# Task instructions
Please answer these questions from the mortgage guidance text:
1. Which law prohibits discrimination in residential real estate transactions?
2. What phone number is listed for Experian?
3. What does the APR include?

If PMI is required for your loan,
Ask what the total cost of the insurance will be.
Ask how much your monthly payment will be when including the PMI
premium.
Ask how long you will be required to carry PMI.
Here
at Advantage Insurance and Mortgage Group, we specialize in 100
percent financing options, which allow our clients the luxury
of not having to provide any down payment toward the purchase
of their new home. In fact, many times the closing cost can be
rolled into the loan amount or paid by the seller. Also, at Advantage,
we will utilize our expertise to find the best Mortgage Programs
which does not require any (PMI) Private Mortgage Insurance, which
in return, reduces the overall cost for our clients.
Fair Lending is Required
By Law
The
Equal Credit Opportunity Act prohibits lenders from discriminating
against credit applicants in any aspect of a credit transaction
on the basis of race, color, religion, national origin, sex, marital
status, age, whether all or part of the applicant’s income comes
from a public assistance program, or whether the applicant has
in good faith exercised a right under the Consumer Credit Protection
Act.
The
Fair Housing Act prohibits discrimination in residential real
estate transactions on the basis of race, color, religion, sex,
handicap, familial status, or national origin. Under these laws,
a consumer cannot be refused a loan based on these characteristics
nor be charged more for a loan or offered less favorable terms
based on such characteristics.
At
Advantage Insurance and Mortgage Group, we pride ourselves on
working with the utmost honest and ethical business practices.
We believe in following the written laws and regulations to the
highest standards, thus creating a sense of reassurance for our
clients, their families, and friends.
Credit Problems?
Don’t
assume that minor credit problems or difficulties stemming from
unique circumstances, such as illness, divorce, or temporary loss
of income, will limit your loan choices to only high-cost lenders.
If your credit report contains negative information that is accurate,
but there are good reasons for trusting you to repay a loan, be
sure to explain your situation to the lender or broker. If your
credit problems cannot be explained, you will probably have to
pay more than borrowers who have good credit histories. But don’t
assume that the only way to get credit is to pay a high price.
Ask how your past credit history affects the price of your loan
and what you would need to do to get a better price.
Whether
you have credit problems or not, it’s a good idea to review your
credit report for accuracy and completeness before you apply for
a loan. At Advantage, we will review and analyze your credit situation,
to help you get back on track if you have had credit problems
in the past. To order a copy of your credit report, contact:
Advantage Insurance and Mortgage Group: (704) 262-3758
Equifax:
(800) 685-1111
TransUnion: (800) 888-4213
Experian: (888) 397-3742
Glossary
Adjustable-rate
loans,
also known as variable-rate loans, usually offer a lower initial
interest rate than fixed-rate loans. The interest rate fluctuates
over the life of the loan based on market conditions, but the
loan agreement generally sets maximum and minimum rates. When
interest rates rise, generally so do your loan payments; and when
interest rates fall, your monthly payments may be lowered.
Annual percentage rate (APR) is the cost
of credit expressed as a yearly rate. The APR includes the interest
rate, points, broker fees, and certain other credit charges that
the borrower is required to pay.

Image point annotation entries
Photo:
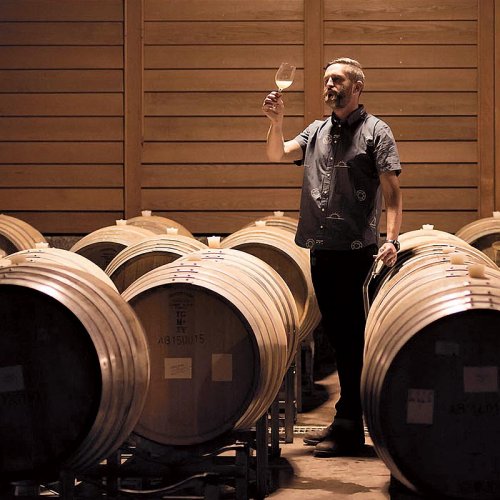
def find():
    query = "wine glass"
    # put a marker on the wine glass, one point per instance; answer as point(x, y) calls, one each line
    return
point(284, 76)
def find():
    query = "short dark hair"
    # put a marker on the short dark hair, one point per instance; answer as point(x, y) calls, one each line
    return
point(355, 70)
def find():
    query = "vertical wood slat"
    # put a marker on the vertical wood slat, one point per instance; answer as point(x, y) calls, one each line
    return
point(313, 60)
point(133, 104)
point(496, 61)
point(486, 118)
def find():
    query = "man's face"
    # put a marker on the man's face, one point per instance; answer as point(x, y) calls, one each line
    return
point(338, 88)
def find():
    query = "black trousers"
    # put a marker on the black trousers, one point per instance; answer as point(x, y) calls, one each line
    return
point(338, 278)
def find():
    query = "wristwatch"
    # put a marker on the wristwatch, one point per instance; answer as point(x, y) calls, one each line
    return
point(396, 244)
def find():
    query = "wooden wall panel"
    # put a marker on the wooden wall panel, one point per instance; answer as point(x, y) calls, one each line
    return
point(62, 112)
point(421, 65)
point(207, 69)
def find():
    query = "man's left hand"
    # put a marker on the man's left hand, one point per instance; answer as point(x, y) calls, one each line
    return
point(387, 254)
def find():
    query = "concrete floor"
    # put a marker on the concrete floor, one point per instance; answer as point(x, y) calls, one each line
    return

# Result of the exercise
1. The Fair Housing Act.
2. (888) 397-3742.
3. The interest rate, points, broker fees, and certain other credit charges that the borrower is required to pay.